Instructions to follow - Arrange the stretch of the records from the line containing "Reviewer note: confirm that every instance of the pink" through the end of the records as a Markdown table with two columns, Row and Line: number each line in Row and put the line itself in Line, leaving out blank lines.

== Materials provided

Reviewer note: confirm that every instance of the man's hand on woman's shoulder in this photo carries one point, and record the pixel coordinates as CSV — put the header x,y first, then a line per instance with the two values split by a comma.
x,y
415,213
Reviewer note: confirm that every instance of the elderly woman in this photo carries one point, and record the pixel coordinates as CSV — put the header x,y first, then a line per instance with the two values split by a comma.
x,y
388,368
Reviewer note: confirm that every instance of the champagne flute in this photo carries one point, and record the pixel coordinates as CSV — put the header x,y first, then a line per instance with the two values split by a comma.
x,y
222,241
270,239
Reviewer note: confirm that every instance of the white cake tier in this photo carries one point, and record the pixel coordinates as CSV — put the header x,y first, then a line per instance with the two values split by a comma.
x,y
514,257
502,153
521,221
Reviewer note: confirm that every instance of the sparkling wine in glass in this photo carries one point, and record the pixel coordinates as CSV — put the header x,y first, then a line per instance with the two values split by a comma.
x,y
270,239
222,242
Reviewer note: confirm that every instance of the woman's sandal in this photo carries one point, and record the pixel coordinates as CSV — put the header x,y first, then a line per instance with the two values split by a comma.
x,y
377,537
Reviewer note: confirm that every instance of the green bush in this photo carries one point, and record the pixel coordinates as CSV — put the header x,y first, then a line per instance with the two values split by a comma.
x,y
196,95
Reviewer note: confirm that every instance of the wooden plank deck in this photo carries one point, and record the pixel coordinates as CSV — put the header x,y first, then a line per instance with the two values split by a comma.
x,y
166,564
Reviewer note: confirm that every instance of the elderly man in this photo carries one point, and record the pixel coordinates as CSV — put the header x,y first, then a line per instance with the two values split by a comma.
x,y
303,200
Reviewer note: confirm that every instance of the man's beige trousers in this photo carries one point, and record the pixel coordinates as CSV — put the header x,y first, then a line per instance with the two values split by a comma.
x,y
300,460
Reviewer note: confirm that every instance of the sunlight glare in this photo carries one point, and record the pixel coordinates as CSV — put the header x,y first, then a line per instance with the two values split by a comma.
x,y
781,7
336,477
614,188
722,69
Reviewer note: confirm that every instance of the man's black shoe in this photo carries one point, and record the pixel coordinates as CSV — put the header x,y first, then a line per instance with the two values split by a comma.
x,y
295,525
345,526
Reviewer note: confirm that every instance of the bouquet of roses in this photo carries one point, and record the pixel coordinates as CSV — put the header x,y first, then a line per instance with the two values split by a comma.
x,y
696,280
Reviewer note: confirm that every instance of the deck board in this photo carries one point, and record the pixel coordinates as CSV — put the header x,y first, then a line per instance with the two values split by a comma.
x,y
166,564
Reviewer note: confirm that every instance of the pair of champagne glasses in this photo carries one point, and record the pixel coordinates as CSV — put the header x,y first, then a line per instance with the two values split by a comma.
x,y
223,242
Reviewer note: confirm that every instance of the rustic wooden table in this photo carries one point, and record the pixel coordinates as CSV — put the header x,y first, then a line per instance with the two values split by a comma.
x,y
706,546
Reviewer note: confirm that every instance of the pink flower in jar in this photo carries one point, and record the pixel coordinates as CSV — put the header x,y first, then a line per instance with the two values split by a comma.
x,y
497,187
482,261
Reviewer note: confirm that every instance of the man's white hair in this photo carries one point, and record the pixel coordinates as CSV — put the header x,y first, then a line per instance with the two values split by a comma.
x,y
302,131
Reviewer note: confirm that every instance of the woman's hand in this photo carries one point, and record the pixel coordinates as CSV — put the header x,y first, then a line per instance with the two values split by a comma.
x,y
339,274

====

Full answer -
| Row | Line |
|---|---|
| 1 | Reviewer note: confirm that every instance of the pink flower in jar in this photo carries one point, and record the pixel coordinates as CSV — put the header x,y first, then a line per instance with the two values split by a comma. |
| 2 | x,y |
| 3 | 497,187 |
| 4 | 482,261 |
| 5 | Reviewer note: confirm that every instance of the man's white hair in this photo carries one point, and record the pixel coordinates as CSV — put the header x,y first, then a line per instance with the two values split by a comma. |
| 6 | x,y |
| 7 | 302,131 |
| 8 | Reviewer note: confirm that every instance of the woman's hand in this photo carries one point, and record the pixel coordinates as CSV — put the header x,y first, then a line per instance with the two values split by a comma. |
| 9 | x,y |
| 10 | 339,274 |